> _Objective A_:
Return every one of the entries that follow the Dupin article, line for line and unchanged.

> _Source passage_:
C. Auguste Dupin is a fictional detective created by Edgar Allan Poe. Dupin made his first appearance in Poe's "The Murders in the Rue Morgue," widely considered the first detective fiction story.[1] The character laid the groundwork for fictitious detectives to come, including Sherlock Holmes.

Overview

Dupin lives in Paris with his close friend, the anonymous narrator of the stories. He bears the title Chevalier, meaning that he is a knight in the Légion d'honneur.

He appears in three stories by Poe:

Dupin is not actually a professional detective and his motivations change throughout his appearances. He investigates the murders in the Rue Morgue for amusement and to prove the innocence of a falsely accused man. He refuses a reward. However, in "The Purloined Letter", Dupin purposefully pursues a financial reward.[2]

Poe may have gotten the last name "Dupin" from a character in a series of stories first published Burton's Gentlemen's Magazine in 1828 called "Unpublished passages in the Life of Vidocq, the French Minister of Police."[3]

Influence

Generally acknowledged as the first detective in fiction, C. Auguste Dupin was the prototype for many that came later, including Sherlock Holmes by Arthur Conan Doyle and Hercule Poirot by Agatha Christie.[4]

Many tropes that would later become commonplace in mystery fiction first appeared in Poe's stories: the eccentric but brilliant detective, the bumbling constabulary, the first-person narration by a close personal friend. Like Sherlock Holmes, Dupin uses his considerable deductive prowess and observation to solve crimes. Poe also portrays the police in an unsympathetic manner as a sort of foil to the detective.[5] Dupin also initiates the storytelling device where the detective announces his solution and then explains the reasoning leading up to it.[6]

Other writers

In the first Holmes story, A Study in Scarlet (1887), Doctor Watson compares Holmes to Dupin, to which Holmes replies, "No doubt you think you are complimenting me ... In my opinion, Dupin was a very inferior fellow,"[7] despite the fact that the detective was evidently inspired by the other.

Dupin next appears in a series of seven short stories in Ellery Queen's Mystery Magazine by Michael Harrison in the 1960s. The stories were collected by the Publishers Mycroft & Moran in 1968 as The Exploits of Chevalier Dupin. Included in the collection is an essay by Harrison discussing the real-life inspiration for Poe's Dupin.

The stories are:

  • "The Vanished Treasure" (May 1965)
  • "The Mystery of the Fulton Documents" (September 1965)
  • "The Man in the Blue Spectacles" (May 1966)
  • "The Mystery of the Gilded Cheval-Glass" (January 1967)
  • "The Fires in the Rue St. Honoré" (January 1967)
  • "The Facts in the Case of the Missing Diplomat" (April 1968)

> _Objective B_:
Do these statements agree with the Dupin article? Answer yes or no for each, and quote the words from the article that settle it. (i) Dupin accepts a reward for solving the Rue Morgue murders. (ii) Dupin is a knight in the Légion d'honneur. (iii) Harrison's Dupin stories were collected in 1968 as The Exploits of Chevalier Dupin.

> _Records provided_:
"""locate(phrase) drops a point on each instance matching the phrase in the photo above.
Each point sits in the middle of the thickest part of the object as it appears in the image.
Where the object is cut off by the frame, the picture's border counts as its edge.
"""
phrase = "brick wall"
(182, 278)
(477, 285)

> _Task output A_:
"""locate(phrase) drops a point on each instance matching the phrase in the photo above.
Each point sits in the middle of the thickest part of the object as it appears in the image.
Where the object is cut off by the frame, the picture's border counts as its edge.
"""
phrase = "brick wall"
(182, 278)
(477, 285)

> _Task output B_:
(i) No: "He refuses a reward."
(ii) Yes: "He bears the title Chevalier, meaning that he is a knight in the Légion d'honneur."
(iii) Yes: "The stories were collected by the Publishers Mycroft & Moran in 1968 as The Exploits of Chevalier Dupin."